**Action item**
No line of the records may be dropped; print them all again exactly.

**Data supplied**
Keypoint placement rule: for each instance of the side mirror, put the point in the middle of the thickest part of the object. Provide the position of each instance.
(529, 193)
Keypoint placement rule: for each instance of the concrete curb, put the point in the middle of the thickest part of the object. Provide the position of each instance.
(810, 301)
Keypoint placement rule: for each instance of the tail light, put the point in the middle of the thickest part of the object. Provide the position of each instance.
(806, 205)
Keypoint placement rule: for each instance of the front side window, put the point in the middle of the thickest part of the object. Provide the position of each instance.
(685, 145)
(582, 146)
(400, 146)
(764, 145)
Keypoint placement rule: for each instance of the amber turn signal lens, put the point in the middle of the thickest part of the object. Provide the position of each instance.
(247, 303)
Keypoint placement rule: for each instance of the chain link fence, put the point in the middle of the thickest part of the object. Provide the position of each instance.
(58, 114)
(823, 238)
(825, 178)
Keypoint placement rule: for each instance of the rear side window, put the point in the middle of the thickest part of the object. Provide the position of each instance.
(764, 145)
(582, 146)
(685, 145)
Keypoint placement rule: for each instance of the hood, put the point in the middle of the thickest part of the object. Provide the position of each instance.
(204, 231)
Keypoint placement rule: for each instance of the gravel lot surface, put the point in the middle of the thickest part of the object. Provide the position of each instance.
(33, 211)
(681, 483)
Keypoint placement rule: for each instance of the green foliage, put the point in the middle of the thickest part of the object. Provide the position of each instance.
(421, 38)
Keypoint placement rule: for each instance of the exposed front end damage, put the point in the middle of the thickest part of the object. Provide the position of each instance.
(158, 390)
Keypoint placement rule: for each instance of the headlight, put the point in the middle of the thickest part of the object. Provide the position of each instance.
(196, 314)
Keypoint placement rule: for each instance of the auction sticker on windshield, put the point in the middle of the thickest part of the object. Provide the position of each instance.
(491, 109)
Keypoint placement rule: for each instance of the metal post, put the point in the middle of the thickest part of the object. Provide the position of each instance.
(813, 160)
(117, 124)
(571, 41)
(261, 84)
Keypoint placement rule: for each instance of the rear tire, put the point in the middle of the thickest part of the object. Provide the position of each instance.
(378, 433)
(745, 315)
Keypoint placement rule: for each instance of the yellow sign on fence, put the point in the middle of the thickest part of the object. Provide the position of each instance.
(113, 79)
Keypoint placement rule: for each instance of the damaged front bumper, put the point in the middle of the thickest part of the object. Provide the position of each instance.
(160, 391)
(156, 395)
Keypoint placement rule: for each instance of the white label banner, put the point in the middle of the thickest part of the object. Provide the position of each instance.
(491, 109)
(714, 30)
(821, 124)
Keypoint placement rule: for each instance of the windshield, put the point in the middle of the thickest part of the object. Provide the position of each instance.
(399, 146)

**Result**
Keypoint placement rule: for each instance of the side mirror, put the point in the middle of the thickest part of the object. Provide the position of each instance.
(529, 193)
Keypoint placement rule: for each instance of the concrete curb, put the point in the middle of the thickest part of the object. Provide the position of each instance.
(810, 301)
Keypoint placement rule: for each instance of the tail light, put the point in the middle of the thickest part of the object. Provide the position of each instance.
(806, 205)
Keypoint placement rule: for each instance of the front side window, put the point in the middle of the thickest part of the object. Provide the position of each instance.
(685, 145)
(582, 146)
(400, 146)
(764, 145)
Keypoint placement rule: for each instance of the amber turn signal lens, put the point in the middle of the thickest part of the object. Provide the position of each instance.
(247, 303)
Keypoint placement rule: for each instance of the chain link fence, put the point in the middle of the thickest part of the object. Provide the position of each instance.
(58, 114)
(823, 238)
(825, 178)
Keypoint placement rule: for each instance of the rear side window, put the point in the middle of the thickest part of the object. Provide the position of each instance.
(764, 145)
(582, 146)
(685, 145)
Keypoint placement rule: for each instance of the hood, put the point in the middle of the thickest part of the object. Provide the position of each instance.
(204, 231)
Keypoint placement rule: for each instance of the gravel lot surface, put the point in the middle of the thickest part of the object. Provide the position of each instance.
(33, 211)
(681, 483)
Keypoint placement rule: for each instance of the green foliage, put the point in the middle of the thickest part of the object. Provide the position of each instance.
(421, 38)
Keypoint placement rule: for each instance of the exposed front end damage, put the point in the middle of the thickest part of the object. Provide the position of each instance.
(158, 390)
Keypoint placement rule: for each instance of the headlight, put the point in the middle of the thickest part of the object. Provide the position of each instance.
(196, 314)
Keypoint placement rule: for each instance of the auction sticker on windshield, put the point in the middle of the thickest part of the object. Provide the position of each instance.
(491, 109)
Keypoint placement rule: for each instance of the metal post, put the point in the middle of the thickest part of the object. Provide the position of each instance.
(813, 160)
(117, 124)
(571, 41)
(261, 84)
Keypoint placement rule: for each instance of the rear tire, put the point in the middle of the thickest part of the object. Provide the position of each instance.
(378, 433)
(745, 315)
Keypoint placement rule: for each instance of the yellow sign on fence, put the point in the middle of the thickest part of the object. Provide the position of each instance.
(113, 79)
Keypoint placement rule: for each instance of the damaged front bumper, put the point in the middle of the thickest part of the object. Provide the position of each instance.
(160, 391)
(156, 395)
Keypoint placement rule: for each instance of the white label banner, put the point in the middle of the thickest part of the object. Provide the position of each instance.
(491, 109)
(714, 30)
(821, 124)
Keypoint placement rule: for each instance of the windshield, put the point in the middle of the thickest part of the object. Provide the position of each instance.
(399, 146)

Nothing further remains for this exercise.